Determine how many lines below hold the string "curved". Reply with the number alone.

[Opening Record extracts section]

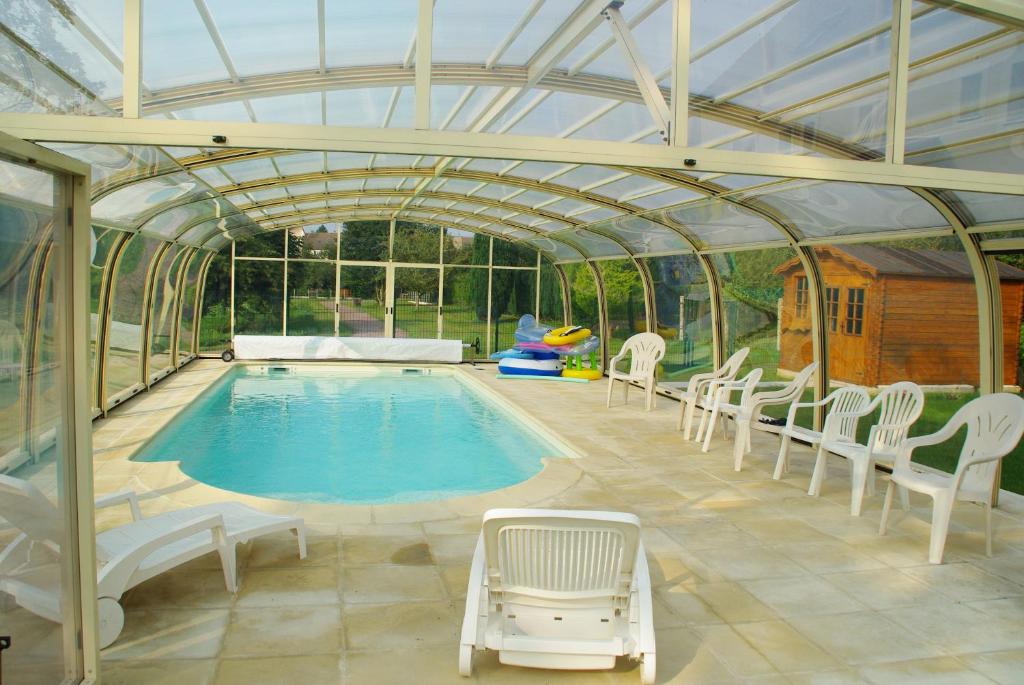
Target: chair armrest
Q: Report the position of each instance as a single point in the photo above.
(114, 578)
(476, 596)
(120, 498)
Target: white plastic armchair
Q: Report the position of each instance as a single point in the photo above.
(720, 393)
(645, 350)
(748, 417)
(126, 555)
(994, 425)
(899, 405)
(696, 393)
(559, 589)
(841, 425)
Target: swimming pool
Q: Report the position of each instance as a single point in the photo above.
(358, 435)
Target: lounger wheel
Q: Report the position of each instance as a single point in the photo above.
(466, 660)
(647, 669)
(112, 619)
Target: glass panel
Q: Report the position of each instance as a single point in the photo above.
(624, 295)
(513, 293)
(316, 242)
(258, 297)
(511, 254)
(31, 418)
(583, 294)
(551, 295)
(365, 241)
(683, 306)
(186, 326)
(416, 243)
(361, 301)
(164, 291)
(215, 323)
(261, 245)
(465, 309)
(752, 303)
(127, 304)
(310, 299)
(416, 302)
(463, 247)
(104, 241)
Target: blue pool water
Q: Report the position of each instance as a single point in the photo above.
(317, 434)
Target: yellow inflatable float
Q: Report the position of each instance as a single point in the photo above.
(567, 335)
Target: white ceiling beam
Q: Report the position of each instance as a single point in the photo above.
(424, 63)
(899, 74)
(78, 128)
(645, 80)
(131, 100)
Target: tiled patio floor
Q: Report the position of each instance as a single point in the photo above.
(755, 582)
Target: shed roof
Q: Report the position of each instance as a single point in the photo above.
(909, 261)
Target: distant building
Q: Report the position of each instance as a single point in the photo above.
(896, 313)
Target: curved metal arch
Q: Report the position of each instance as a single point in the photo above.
(384, 193)
(385, 211)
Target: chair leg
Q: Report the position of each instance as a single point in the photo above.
(820, 470)
(942, 509)
(711, 429)
(886, 507)
(782, 463)
(988, 528)
(858, 483)
(904, 499)
(739, 443)
(227, 563)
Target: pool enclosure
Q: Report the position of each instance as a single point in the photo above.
(838, 181)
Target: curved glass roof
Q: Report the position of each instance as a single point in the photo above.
(795, 77)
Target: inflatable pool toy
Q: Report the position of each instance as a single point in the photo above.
(527, 330)
(512, 367)
(566, 335)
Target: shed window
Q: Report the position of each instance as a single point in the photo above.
(802, 296)
(832, 307)
(854, 310)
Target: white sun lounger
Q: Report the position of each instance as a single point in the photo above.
(557, 589)
(127, 555)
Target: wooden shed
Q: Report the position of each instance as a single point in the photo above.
(897, 313)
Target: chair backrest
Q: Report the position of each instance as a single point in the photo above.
(847, 400)
(646, 349)
(25, 507)
(560, 554)
(994, 425)
(900, 404)
(750, 386)
(731, 367)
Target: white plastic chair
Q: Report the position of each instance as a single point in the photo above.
(127, 555)
(748, 416)
(557, 589)
(696, 393)
(900, 404)
(720, 393)
(840, 425)
(994, 424)
(646, 349)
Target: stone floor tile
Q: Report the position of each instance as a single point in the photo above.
(316, 586)
(316, 669)
(390, 584)
(284, 632)
(169, 634)
(864, 637)
(404, 625)
(940, 671)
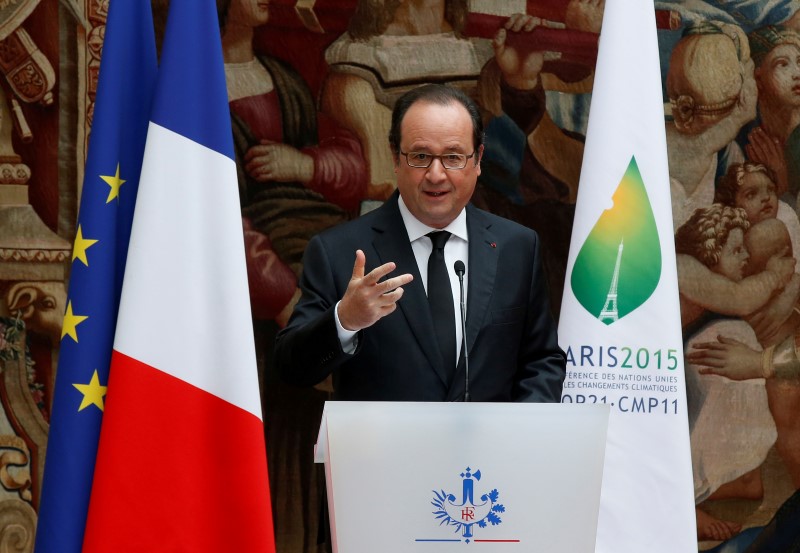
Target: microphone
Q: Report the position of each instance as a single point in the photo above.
(460, 269)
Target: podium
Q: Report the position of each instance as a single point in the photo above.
(445, 477)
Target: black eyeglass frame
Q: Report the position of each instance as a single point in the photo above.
(440, 158)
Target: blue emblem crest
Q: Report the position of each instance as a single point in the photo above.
(465, 511)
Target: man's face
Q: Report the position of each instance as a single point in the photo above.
(436, 195)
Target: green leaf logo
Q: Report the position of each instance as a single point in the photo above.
(619, 265)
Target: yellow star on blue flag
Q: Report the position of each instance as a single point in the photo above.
(116, 146)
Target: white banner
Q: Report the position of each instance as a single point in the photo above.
(620, 317)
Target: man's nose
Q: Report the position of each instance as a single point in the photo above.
(437, 172)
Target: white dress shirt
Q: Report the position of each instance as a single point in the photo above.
(455, 249)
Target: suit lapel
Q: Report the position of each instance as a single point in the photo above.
(391, 243)
(483, 256)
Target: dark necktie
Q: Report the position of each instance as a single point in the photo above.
(440, 298)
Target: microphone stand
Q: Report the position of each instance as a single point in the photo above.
(460, 269)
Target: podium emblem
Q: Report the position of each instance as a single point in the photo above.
(466, 510)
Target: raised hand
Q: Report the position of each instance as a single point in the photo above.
(368, 298)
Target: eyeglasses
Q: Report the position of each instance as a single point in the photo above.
(423, 160)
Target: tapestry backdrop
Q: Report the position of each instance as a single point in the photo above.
(311, 86)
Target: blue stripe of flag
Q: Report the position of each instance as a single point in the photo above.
(192, 62)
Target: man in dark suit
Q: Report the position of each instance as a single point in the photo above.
(348, 322)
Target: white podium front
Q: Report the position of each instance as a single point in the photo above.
(437, 477)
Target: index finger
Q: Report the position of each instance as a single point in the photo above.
(358, 266)
(379, 272)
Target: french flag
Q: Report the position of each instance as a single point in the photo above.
(182, 463)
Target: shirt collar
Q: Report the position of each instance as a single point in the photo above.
(416, 229)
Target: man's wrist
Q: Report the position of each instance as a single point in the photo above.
(347, 338)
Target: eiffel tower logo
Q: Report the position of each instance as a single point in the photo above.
(609, 314)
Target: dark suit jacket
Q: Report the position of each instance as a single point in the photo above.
(511, 336)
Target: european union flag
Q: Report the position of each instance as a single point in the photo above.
(122, 110)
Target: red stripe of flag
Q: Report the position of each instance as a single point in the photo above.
(191, 449)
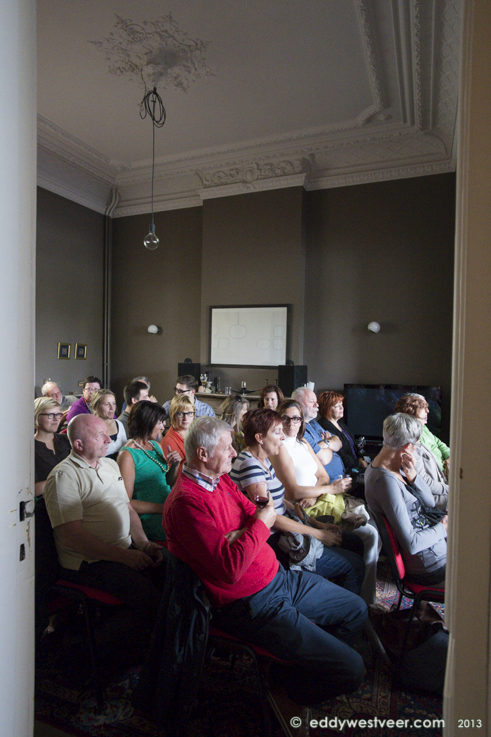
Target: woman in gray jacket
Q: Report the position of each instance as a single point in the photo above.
(394, 489)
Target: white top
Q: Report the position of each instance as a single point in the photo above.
(121, 439)
(305, 465)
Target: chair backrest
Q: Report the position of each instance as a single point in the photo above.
(390, 545)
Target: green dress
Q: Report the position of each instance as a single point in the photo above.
(150, 486)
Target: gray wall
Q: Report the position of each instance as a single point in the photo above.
(339, 257)
(381, 252)
(161, 287)
(69, 289)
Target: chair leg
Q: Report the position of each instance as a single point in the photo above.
(99, 692)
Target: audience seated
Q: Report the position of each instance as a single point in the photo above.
(254, 474)
(324, 445)
(103, 405)
(232, 410)
(394, 489)
(82, 405)
(134, 392)
(331, 410)
(223, 537)
(188, 385)
(50, 448)
(146, 381)
(147, 476)
(98, 535)
(271, 396)
(303, 477)
(431, 457)
(182, 413)
(51, 389)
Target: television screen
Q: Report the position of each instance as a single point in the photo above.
(367, 406)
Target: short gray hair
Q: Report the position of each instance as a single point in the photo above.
(401, 429)
(41, 404)
(205, 432)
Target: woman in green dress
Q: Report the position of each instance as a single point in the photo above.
(147, 475)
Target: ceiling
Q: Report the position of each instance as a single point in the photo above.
(259, 94)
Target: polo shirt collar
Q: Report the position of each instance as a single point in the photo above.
(201, 479)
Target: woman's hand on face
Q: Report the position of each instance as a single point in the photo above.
(172, 456)
(341, 485)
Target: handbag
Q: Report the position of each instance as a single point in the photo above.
(355, 514)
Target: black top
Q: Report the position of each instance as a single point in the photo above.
(349, 458)
(44, 458)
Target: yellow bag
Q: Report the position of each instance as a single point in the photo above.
(328, 504)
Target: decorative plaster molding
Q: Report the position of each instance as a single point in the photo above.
(154, 53)
(371, 57)
(160, 205)
(381, 175)
(226, 190)
(247, 173)
(72, 195)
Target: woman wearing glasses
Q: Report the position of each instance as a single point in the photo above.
(50, 447)
(146, 474)
(232, 410)
(291, 539)
(182, 413)
(304, 477)
(104, 406)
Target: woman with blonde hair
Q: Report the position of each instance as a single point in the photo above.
(181, 412)
(103, 405)
(232, 410)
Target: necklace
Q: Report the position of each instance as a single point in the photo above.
(155, 460)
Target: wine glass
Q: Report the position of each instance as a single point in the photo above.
(261, 495)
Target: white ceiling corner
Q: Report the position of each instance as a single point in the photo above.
(283, 94)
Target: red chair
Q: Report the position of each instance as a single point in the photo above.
(88, 599)
(414, 591)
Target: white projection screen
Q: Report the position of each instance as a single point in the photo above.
(248, 336)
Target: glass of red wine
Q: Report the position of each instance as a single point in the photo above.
(261, 496)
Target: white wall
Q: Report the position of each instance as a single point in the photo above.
(17, 221)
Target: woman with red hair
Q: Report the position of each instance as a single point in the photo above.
(331, 411)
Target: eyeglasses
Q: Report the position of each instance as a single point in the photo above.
(294, 420)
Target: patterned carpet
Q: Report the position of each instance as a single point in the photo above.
(227, 704)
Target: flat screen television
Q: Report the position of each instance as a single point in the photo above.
(367, 406)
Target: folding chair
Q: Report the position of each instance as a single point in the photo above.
(414, 591)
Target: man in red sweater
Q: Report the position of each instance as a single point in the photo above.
(297, 616)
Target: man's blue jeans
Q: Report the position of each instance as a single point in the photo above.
(307, 621)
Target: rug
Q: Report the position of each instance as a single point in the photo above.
(227, 703)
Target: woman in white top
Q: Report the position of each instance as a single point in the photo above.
(103, 405)
(303, 476)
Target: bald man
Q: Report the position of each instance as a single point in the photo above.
(98, 535)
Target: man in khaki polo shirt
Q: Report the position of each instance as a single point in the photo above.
(98, 535)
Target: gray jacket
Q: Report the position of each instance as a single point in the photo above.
(428, 469)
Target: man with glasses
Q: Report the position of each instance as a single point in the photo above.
(82, 405)
(187, 386)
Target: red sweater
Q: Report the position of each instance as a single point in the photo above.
(196, 522)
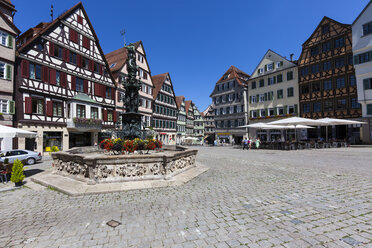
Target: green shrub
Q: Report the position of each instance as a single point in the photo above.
(17, 172)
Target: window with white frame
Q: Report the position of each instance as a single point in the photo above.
(2, 70)
(3, 38)
(280, 111)
(4, 106)
(254, 114)
(254, 99)
(290, 109)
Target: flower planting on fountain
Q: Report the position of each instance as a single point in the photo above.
(121, 146)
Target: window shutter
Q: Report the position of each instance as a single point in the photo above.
(44, 74)
(11, 106)
(52, 76)
(97, 89)
(78, 58)
(51, 48)
(80, 19)
(366, 83)
(10, 41)
(49, 111)
(8, 72)
(112, 93)
(105, 115)
(85, 86)
(91, 65)
(63, 79)
(28, 105)
(73, 83)
(25, 68)
(65, 54)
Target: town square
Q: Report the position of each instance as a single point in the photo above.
(185, 124)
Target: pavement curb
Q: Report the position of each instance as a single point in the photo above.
(76, 188)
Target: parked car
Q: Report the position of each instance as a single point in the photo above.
(29, 157)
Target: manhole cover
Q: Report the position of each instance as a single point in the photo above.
(113, 223)
(296, 222)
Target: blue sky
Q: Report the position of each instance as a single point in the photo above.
(197, 41)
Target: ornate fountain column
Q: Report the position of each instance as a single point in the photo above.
(131, 119)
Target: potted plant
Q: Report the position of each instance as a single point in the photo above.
(17, 173)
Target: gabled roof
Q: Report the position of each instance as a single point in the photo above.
(8, 4)
(119, 57)
(321, 23)
(11, 24)
(271, 51)
(179, 100)
(44, 27)
(235, 73)
(158, 81)
(361, 13)
(187, 105)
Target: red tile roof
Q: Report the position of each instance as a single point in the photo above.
(158, 81)
(235, 73)
(119, 57)
(179, 100)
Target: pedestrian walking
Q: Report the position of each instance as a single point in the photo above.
(258, 142)
(245, 143)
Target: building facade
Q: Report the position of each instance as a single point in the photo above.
(229, 99)
(8, 32)
(327, 79)
(209, 124)
(64, 89)
(189, 107)
(362, 51)
(272, 93)
(198, 126)
(181, 120)
(164, 118)
(118, 66)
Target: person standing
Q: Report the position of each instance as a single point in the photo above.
(258, 142)
(245, 143)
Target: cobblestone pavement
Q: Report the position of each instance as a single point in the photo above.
(310, 198)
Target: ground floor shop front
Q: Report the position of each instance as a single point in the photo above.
(59, 136)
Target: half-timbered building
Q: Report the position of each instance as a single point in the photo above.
(362, 51)
(118, 66)
(64, 89)
(164, 118)
(8, 32)
(327, 81)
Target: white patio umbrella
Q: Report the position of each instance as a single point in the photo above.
(295, 121)
(11, 132)
(334, 122)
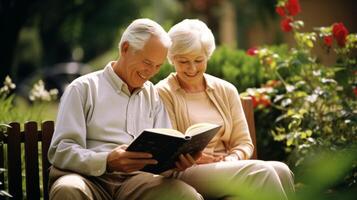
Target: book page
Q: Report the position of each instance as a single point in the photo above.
(199, 128)
(166, 131)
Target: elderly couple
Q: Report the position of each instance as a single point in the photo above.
(102, 112)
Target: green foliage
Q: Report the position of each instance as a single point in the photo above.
(236, 67)
(317, 104)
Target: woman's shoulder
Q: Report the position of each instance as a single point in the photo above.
(218, 83)
(167, 83)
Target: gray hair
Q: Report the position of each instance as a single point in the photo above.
(140, 31)
(190, 35)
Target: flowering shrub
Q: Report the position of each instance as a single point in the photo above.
(317, 103)
(10, 111)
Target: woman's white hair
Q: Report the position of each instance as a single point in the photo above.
(140, 31)
(190, 35)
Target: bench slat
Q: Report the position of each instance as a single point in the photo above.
(31, 161)
(2, 176)
(14, 154)
(247, 104)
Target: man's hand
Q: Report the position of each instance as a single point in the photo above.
(124, 161)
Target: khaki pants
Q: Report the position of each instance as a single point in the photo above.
(247, 179)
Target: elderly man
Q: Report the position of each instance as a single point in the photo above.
(100, 113)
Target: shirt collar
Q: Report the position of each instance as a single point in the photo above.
(173, 82)
(118, 84)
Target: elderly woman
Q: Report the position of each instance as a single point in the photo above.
(192, 96)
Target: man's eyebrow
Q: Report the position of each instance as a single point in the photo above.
(151, 62)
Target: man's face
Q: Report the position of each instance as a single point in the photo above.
(143, 64)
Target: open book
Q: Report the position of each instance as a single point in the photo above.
(167, 144)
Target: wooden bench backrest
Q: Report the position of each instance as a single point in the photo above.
(31, 137)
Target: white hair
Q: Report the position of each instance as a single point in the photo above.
(190, 35)
(140, 31)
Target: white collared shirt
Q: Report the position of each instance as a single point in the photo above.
(96, 114)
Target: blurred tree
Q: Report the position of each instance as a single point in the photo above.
(247, 13)
(65, 29)
(13, 16)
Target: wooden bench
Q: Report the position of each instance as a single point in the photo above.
(35, 141)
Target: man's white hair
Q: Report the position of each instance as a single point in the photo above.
(190, 35)
(140, 31)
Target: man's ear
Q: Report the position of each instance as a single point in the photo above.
(124, 48)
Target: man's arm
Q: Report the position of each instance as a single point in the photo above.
(68, 146)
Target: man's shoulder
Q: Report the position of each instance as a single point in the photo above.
(87, 79)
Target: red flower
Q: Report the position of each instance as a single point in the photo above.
(285, 24)
(255, 102)
(293, 7)
(328, 40)
(252, 51)
(280, 10)
(340, 32)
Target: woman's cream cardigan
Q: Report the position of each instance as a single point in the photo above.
(236, 138)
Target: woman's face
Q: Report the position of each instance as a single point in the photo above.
(190, 67)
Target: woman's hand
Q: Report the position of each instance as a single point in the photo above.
(124, 161)
(207, 158)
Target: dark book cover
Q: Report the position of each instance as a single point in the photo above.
(166, 148)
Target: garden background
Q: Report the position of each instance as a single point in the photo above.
(296, 59)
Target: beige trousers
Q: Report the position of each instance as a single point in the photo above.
(248, 179)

[Closing Record extracts section]

» **Problem solution**
2